___ Material for the task

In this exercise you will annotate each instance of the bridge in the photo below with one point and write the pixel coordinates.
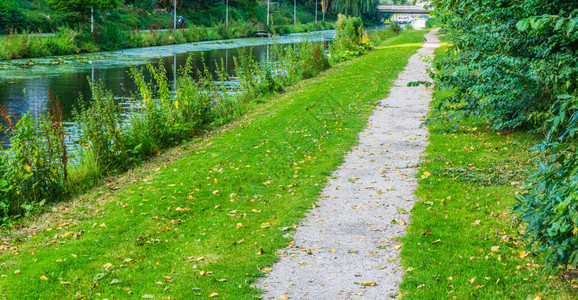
(402, 9)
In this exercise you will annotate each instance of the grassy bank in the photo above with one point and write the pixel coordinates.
(110, 37)
(209, 216)
(462, 242)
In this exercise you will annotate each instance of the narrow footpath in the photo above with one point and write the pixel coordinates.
(347, 245)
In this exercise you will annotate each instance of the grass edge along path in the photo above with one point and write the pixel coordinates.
(461, 242)
(206, 224)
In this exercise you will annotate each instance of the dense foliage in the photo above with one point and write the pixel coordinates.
(515, 65)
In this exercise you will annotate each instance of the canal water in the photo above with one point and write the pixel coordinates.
(28, 85)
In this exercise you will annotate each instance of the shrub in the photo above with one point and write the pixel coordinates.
(34, 168)
(100, 128)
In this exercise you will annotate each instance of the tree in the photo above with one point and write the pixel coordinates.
(83, 6)
(355, 8)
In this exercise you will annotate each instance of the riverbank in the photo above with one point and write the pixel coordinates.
(207, 217)
(69, 41)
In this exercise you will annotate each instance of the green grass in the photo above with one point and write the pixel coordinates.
(462, 242)
(69, 41)
(206, 217)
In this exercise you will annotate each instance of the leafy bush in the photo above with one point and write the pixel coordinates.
(100, 128)
(34, 168)
(11, 16)
(350, 39)
(514, 66)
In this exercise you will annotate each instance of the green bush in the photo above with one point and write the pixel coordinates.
(100, 128)
(350, 39)
(34, 168)
(11, 16)
(515, 67)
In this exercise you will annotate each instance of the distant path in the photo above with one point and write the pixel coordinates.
(348, 239)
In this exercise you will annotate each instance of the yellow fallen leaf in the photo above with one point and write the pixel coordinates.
(108, 265)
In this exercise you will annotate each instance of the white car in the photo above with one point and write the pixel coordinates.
(403, 19)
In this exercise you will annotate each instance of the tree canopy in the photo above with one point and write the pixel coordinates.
(514, 64)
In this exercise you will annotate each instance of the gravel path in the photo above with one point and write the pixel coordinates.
(346, 246)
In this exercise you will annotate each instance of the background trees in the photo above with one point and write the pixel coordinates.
(515, 64)
(82, 7)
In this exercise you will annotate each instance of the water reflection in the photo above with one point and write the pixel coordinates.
(29, 85)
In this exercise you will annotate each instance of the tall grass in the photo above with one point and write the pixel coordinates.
(112, 37)
(35, 169)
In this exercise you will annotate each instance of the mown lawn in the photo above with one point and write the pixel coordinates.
(205, 218)
(462, 242)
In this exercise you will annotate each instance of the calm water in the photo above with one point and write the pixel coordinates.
(28, 85)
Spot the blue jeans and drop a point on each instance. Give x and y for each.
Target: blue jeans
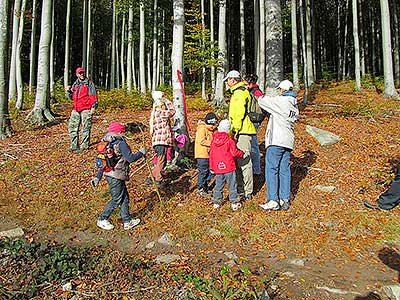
(255, 152)
(277, 172)
(230, 179)
(119, 197)
(205, 176)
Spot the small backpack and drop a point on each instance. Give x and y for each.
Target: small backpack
(255, 113)
(106, 158)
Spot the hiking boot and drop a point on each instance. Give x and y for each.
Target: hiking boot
(284, 204)
(270, 205)
(94, 182)
(374, 206)
(236, 206)
(131, 224)
(105, 224)
(204, 194)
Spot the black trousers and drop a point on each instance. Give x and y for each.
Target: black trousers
(391, 197)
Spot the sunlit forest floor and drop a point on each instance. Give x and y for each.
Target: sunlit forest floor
(325, 239)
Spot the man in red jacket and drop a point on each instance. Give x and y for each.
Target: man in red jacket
(223, 152)
(84, 96)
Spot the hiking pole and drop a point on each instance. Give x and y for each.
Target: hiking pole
(149, 168)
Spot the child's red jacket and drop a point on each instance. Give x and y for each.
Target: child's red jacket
(222, 153)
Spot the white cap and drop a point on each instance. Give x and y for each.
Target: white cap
(232, 74)
(224, 126)
(285, 85)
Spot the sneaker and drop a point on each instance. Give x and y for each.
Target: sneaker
(270, 205)
(236, 206)
(105, 224)
(94, 182)
(204, 194)
(131, 224)
(284, 204)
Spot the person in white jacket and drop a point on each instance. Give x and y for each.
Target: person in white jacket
(279, 143)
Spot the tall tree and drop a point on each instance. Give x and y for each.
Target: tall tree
(142, 37)
(18, 67)
(274, 43)
(12, 85)
(295, 63)
(177, 63)
(357, 69)
(41, 109)
(67, 41)
(5, 124)
(390, 90)
(222, 55)
(32, 54)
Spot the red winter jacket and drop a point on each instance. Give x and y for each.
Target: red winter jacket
(84, 95)
(222, 153)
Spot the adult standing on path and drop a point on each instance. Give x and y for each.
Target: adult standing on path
(243, 130)
(279, 143)
(84, 96)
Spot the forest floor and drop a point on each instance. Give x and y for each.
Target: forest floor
(326, 246)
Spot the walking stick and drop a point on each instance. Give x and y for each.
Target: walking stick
(149, 168)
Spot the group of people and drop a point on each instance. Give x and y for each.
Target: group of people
(227, 149)
(232, 155)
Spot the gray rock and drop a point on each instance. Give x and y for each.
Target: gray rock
(392, 291)
(16, 232)
(325, 138)
(150, 245)
(297, 262)
(167, 258)
(230, 255)
(165, 240)
(325, 189)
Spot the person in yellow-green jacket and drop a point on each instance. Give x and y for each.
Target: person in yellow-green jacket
(242, 130)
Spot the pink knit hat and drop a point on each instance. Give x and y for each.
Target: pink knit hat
(116, 127)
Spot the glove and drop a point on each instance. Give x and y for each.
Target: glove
(143, 151)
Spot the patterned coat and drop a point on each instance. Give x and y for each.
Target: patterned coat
(160, 124)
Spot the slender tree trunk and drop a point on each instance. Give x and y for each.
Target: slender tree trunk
(12, 87)
(41, 110)
(32, 55)
(155, 46)
(122, 57)
(274, 43)
(356, 47)
(5, 123)
(212, 40)
(51, 67)
(67, 42)
(221, 69)
(309, 43)
(295, 63)
(89, 39)
(243, 70)
(304, 51)
(396, 53)
(20, 83)
(177, 63)
(203, 69)
(129, 50)
(390, 90)
(256, 36)
(261, 54)
(84, 33)
(142, 68)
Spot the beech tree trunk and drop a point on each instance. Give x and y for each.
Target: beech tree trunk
(41, 109)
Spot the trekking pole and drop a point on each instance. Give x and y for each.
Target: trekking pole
(149, 168)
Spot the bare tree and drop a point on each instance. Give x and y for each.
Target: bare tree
(5, 124)
(41, 109)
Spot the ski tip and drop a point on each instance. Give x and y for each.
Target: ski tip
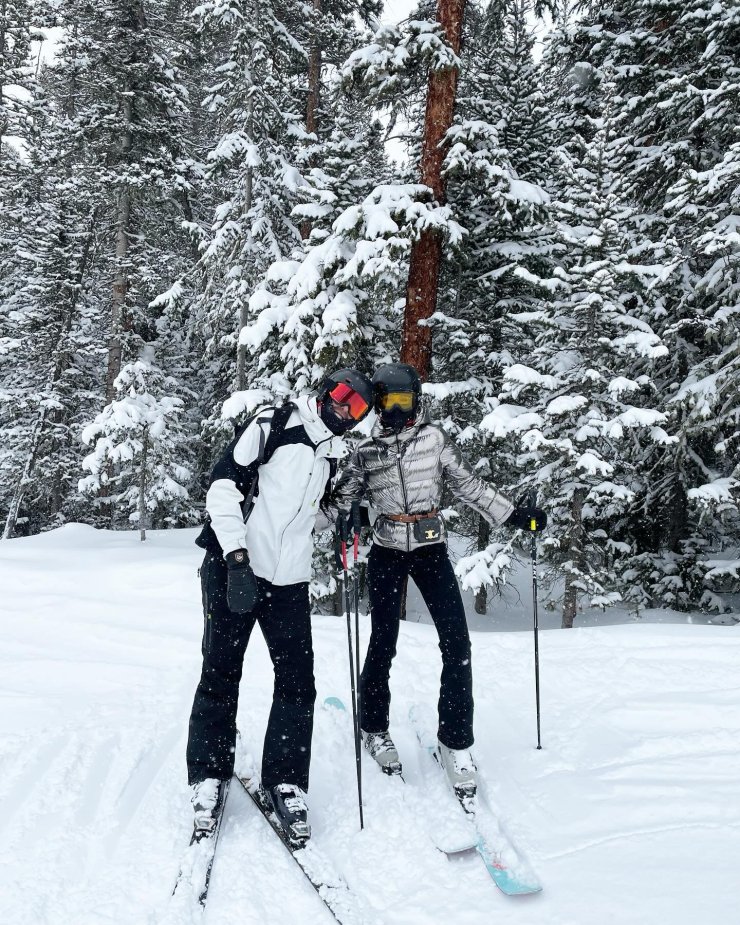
(334, 703)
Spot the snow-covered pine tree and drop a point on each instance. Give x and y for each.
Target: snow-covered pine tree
(585, 392)
(499, 122)
(676, 70)
(125, 108)
(264, 93)
(136, 464)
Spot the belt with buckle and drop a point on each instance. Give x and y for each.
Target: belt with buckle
(410, 518)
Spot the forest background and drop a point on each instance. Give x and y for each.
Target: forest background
(198, 214)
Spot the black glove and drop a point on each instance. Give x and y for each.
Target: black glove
(527, 516)
(349, 521)
(242, 593)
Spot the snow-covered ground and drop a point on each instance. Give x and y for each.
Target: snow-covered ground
(630, 814)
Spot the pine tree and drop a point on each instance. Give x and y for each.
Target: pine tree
(586, 392)
(136, 462)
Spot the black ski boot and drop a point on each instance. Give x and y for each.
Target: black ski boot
(289, 804)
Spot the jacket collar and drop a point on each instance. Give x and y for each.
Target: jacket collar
(327, 443)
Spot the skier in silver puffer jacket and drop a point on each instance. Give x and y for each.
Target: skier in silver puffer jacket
(401, 470)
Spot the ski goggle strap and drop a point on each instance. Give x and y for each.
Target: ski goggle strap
(345, 395)
(402, 400)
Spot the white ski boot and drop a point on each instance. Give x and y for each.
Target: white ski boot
(381, 748)
(289, 803)
(207, 798)
(460, 769)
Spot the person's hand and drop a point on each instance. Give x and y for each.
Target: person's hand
(242, 593)
(527, 516)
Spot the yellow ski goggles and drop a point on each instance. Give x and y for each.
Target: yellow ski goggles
(402, 400)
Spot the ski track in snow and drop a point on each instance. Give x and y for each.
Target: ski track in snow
(629, 815)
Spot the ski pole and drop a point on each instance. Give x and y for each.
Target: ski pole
(533, 548)
(343, 529)
(356, 527)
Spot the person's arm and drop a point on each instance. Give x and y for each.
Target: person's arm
(465, 484)
(350, 487)
(231, 480)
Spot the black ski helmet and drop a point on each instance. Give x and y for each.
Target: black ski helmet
(358, 383)
(400, 378)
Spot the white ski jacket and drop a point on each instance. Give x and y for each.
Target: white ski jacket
(279, 532)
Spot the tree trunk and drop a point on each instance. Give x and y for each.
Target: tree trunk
(121, 281)
(142, 486)
(426, 253)
(484, 537)
(576, 557)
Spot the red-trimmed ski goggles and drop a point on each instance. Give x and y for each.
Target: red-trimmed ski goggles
(344, 394)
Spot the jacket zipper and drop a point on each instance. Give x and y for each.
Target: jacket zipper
(405, 496)
(300, 507)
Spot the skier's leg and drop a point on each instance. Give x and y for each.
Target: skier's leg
(286, 626)
(434, 576)
(386, 573)
(212, 734)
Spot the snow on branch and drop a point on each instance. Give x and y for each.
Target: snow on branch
(396, 52)
(487, 568)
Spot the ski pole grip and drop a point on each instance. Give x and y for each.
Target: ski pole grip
(532, 503)
(356, 519)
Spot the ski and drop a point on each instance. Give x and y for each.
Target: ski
(450, 835)
(194, 876)
(506, 865)
(320, 872)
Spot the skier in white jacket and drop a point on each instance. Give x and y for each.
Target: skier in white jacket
(256, 570)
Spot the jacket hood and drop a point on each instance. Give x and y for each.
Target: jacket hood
(327, 442)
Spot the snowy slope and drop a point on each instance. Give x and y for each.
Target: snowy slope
(630, 814)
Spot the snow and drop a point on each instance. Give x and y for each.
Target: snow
(629, 815)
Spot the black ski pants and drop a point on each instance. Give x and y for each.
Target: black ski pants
(432, 572)
(284, 617)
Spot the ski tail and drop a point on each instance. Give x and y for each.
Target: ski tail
(505, 863)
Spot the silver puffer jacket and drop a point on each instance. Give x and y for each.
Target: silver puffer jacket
(405, 474)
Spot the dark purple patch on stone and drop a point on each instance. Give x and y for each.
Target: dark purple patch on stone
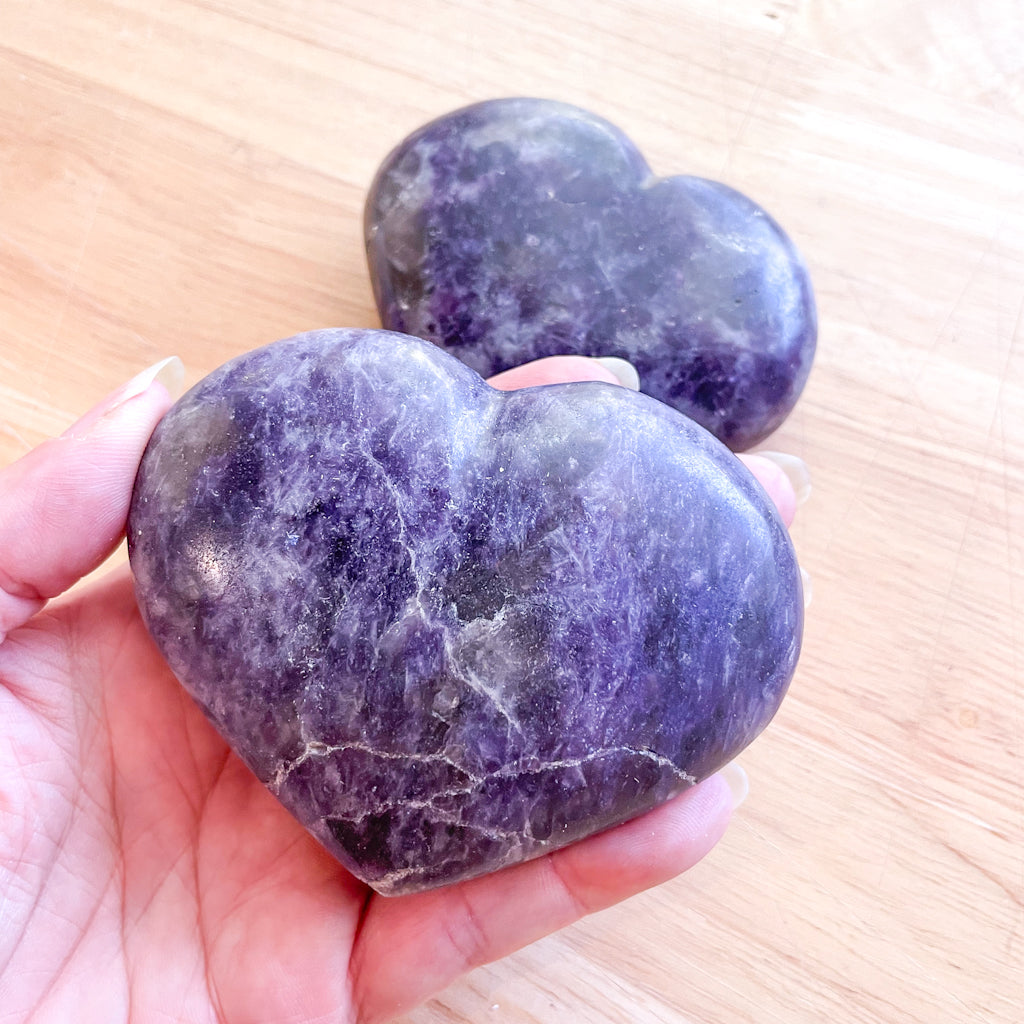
(517, 228)
(454, 628)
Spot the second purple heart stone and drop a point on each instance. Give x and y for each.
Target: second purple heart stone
(518, 228)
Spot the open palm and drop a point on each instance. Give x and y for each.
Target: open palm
(145, 875)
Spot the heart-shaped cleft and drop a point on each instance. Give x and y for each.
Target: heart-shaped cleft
(453, 628)
(517, 228)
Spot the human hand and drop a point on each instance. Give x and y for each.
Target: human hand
(145, 873)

______

Aim -> Copy the items word for word, from the line containing "Spot the silver" through the end of the items, and leave the pictures out.

Output of the task ->
Spot the silver puffer jacket and drop a point on each instance. Give x and y for each.
Target: silver puffer jacket
(405, 474)
Spot the dark purple patch on stone and drop a point on each instance. Give x and y for each.
Target: dark purple patch on stone
(517, 228)
(454, 628)
Spot the second purple heart stone and drop a point on each instance. Give x and y for each.
Target: second purple heart stone
(518, 228)
Spot the open palm and drop a point on each instance. Give x and y for each.
Target: open palm
(145, 875)
Spot the heart-shaped cleft and drop a point on each instance. Give x and y for each.
Target: heart-shaped cleft
(453, 628)
(517, 228)
Spot the human hand and drop a point on each instance. Give x and y for each.
Target: human hand
(145, 873)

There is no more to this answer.